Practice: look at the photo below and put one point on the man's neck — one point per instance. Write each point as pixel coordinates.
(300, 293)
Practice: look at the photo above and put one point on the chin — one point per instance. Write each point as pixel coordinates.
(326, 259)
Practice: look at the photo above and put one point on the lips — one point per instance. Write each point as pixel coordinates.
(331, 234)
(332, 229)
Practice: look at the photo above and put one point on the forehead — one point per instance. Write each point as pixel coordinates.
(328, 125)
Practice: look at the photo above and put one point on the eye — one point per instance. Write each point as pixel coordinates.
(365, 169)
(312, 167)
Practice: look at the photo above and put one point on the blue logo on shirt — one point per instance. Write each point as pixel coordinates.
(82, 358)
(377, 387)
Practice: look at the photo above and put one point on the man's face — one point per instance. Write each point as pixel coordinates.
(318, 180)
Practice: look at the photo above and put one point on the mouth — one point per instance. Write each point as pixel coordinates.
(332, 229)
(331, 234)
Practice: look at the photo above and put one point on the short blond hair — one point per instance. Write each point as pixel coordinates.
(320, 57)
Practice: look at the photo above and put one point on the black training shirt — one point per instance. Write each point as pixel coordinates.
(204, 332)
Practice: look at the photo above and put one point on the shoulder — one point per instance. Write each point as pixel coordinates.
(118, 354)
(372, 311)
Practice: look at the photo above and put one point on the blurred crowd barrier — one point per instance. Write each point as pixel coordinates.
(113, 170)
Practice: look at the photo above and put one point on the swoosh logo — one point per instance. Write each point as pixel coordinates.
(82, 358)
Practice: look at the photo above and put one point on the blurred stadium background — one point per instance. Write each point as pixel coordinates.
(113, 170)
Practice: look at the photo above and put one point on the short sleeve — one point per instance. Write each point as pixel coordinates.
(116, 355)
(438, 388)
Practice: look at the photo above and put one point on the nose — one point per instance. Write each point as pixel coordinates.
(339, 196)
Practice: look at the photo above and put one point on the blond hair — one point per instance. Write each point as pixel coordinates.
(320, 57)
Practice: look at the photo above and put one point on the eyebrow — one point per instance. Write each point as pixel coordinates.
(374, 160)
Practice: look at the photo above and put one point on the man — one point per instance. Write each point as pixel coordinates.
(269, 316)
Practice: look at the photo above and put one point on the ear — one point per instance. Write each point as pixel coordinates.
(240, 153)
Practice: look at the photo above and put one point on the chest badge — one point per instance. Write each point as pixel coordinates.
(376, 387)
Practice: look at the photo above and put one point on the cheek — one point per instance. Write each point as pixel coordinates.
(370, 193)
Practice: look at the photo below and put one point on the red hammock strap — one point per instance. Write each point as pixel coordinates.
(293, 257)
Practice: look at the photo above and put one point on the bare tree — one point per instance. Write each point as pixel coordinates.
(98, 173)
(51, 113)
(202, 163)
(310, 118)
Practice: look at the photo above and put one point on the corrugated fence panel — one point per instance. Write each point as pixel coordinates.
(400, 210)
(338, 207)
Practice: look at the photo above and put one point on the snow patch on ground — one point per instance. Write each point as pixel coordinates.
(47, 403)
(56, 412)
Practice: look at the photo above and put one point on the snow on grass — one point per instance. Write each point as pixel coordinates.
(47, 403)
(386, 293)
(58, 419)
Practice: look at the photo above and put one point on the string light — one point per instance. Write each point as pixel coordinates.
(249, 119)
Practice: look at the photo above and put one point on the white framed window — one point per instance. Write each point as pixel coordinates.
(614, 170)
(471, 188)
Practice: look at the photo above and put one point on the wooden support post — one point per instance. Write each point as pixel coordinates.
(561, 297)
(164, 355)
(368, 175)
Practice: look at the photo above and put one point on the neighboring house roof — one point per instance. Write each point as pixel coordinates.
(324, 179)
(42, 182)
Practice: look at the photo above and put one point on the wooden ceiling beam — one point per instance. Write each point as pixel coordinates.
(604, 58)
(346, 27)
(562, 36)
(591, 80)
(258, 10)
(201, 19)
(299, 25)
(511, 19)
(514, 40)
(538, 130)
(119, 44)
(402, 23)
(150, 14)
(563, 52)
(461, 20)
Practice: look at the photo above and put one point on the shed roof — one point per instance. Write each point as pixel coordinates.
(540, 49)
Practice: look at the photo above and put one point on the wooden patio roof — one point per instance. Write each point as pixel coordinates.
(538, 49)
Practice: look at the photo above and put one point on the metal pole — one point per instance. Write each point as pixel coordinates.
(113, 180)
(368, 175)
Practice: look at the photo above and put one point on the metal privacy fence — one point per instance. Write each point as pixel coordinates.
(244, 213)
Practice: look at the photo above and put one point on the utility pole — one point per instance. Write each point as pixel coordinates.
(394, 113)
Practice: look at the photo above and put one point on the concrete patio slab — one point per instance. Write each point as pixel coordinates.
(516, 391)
________
**Goal**
Please output the entries above, every line exactly as it reads.

**Final answer**
Practice: look at the photo below and put one point on the man's neck — one point per instance. Write each point as pixel coordinates.
(300, 293)
Practice: look at the photo above and put one point on the chin — one point per instance. Write each point as pixel coordinates.
(326, 259)
Practice: look at the photo above and put one point on the lips — one point per instance. Write each point as pixel coordinates.
(331, 234)
(332, 229)
Practice: look at the photo above and put one point on the forehead — one point per instance. Write each point as pixel coordinates.
(328, 125)
Practice: look at the photo above and put one point on the eye — one point per instance. Write each point as pixel coordinates.
(365, 169)
(312, 167)
Practice: look at the photo above and put one point on the blue logo on shirt — one point per instance. Write each point as pixel coordinates.
(82, 358)
(377, 387)
Practice: look at the photo above and put one point on the man's face — one point per instance. Write each point as pixel coordinates.
(318, 180)
Practice: look at the photo above and put one point on the mouth — one point per instance. Write each point as pixel coordinates.
(332, 229)
(331, 234)
Practice: look at the photo above and put one point on the short blond hair — one point per instance. Write each point as pixel coordinates.
(320, 57)
Practice: look at the photo above and put one point on the black training shirt — one point per instance. Write each point as pixel coordinates.
(204, 332)
Practice: look at the photo above and put one point on the shoulder — one point per instance. Write each point as pixel coordinates.
(118, 354)
(372, 311)
Practice: look at the photo above and put one point on the blurred crowd barrier — one point per instance. Write each point as pixel coordinates.
(113, 170)
Practice: look at the photo above and put one point on the swoosh logo — one point per instance. Write each point as pixel coordinates.
(82, 358)
Practice: look at the photo above and put one point on the blurred stadium background — one point per instance. Write each point as pixel coordinates.
(113, 170)
Practice: look at the photo above and put one point on the short sleeve — one point per instance. Write each point as pixel coordinates.
(116, 355)
(438, 388)
Practice: look at the photo above and put one point on the nose — one point per instance. Write each point as pixel coordinates.
(339, 196)
Practice: look at the photo above and put one point on the blond hair — one point per instance. Write each point as pixel coordinates.
(320, 57)
Practice: look at the photo above and put one point on the eyebrow — one point per instance. Write each point as pixel coordinates.
(374, 160)
Practice: look at the photo above and put one point on the man — one point per instance. Write each point as pixel coordinates.
(269, 316)
Practice: look at the photo above and put one point on the ear — one point per instance. Write each point as pixel coordinates.
(240, 153)
Practice: look at the photo above and put one point on the chest badge — one point per instance. Write each point as pixel coordinates.
(376, 387)
Practice: look at the photo above and put one point on the cheek — one point per instance. Write each point as pixel coordinates.
(370, 193)
Practice: look at the photo below and put one point on the red hammock strap — one point per instance. Write each point as pixel coordinates.
(293, 257)
Practice: look at the photo above and put one point on the bare tree — one point per instance. Write each point as pixel coordinates.
(98, 173)
(51, 113)
(202, 163)
(310, 118)
Practice: look at the photo above and put one point on the corrugated fence panel — one point per instance. Write each point as pixel coordinates.
(400, 210)
(338, 207)
Practice: look at the photo above and put one point on the snow patch on ground — one point per instance. Write each point as pixel coordinates.
(47, 403)
(56, 412)
Practice: look at the photo above and put one point on the snow on grass — one point per instance. Write each point as pixel coordinates.
(47, 403)
(386, 293)
(58, 419)
Practice: look at the photo above and put one point on the string light — one point per instance. Write each point as pixel coordinates.
(249, 119)
Practice: look at the photo above and put one point on the white framed window — one point per instance. Write each point as pixel coordinates.
(614, 170)
(471, 188)
Practice: look at the photo above and put one point on the wooden support post — one point per instance. Write each point as pixel coordinates.
(561, 297)
(164, 355)
(368, 175)
Practice: look at the photo above and put one point on the neighboring house roof — one point per instance. Write each point as pixel coordinates.
(324, 179)
(42, 182)
Practice: look at the photo above and put one point on the wooden ceiling beam — one point per instance. Write each point as pixel coordinates.
(604, 58)
(346, 27)
(562, 36)
(591, 80)
(258, 10)
(201, 19)
(299, 25)
(511, 19)
(514, 40)
(538, 130)
(119, 44)
(402, 23)
(150, 14)
(563, 52)
(461, 20)
Practice: look at the photo above and put one point on the shed roof — one point per instance. Write each point as pixel coordinates.
(540, 49)
Practice: look at the photo above and put one point on the wooden patio roof — one point per instance. Write each point as pixel coordinates.
(538, 49)
Practice: look at the photo above and put one point on the metal pole — one point per instance. Write each point as pixel coordinates.
(113, 180)
(368, 175)
Practice: look at the photo above and put one point on the metal privacy fence — one point per instance. Write each point as pixel coordinates.
(244, 213)
Practice: look at the photo above and put one point on the utility pole — one point per instance. Write each point as pixel coordinates.
(394, 113)
Practice: look at the photo above and put one point on the concrete patio slab — one point per instance. Write each point as pixel coordinates.
(516, 391)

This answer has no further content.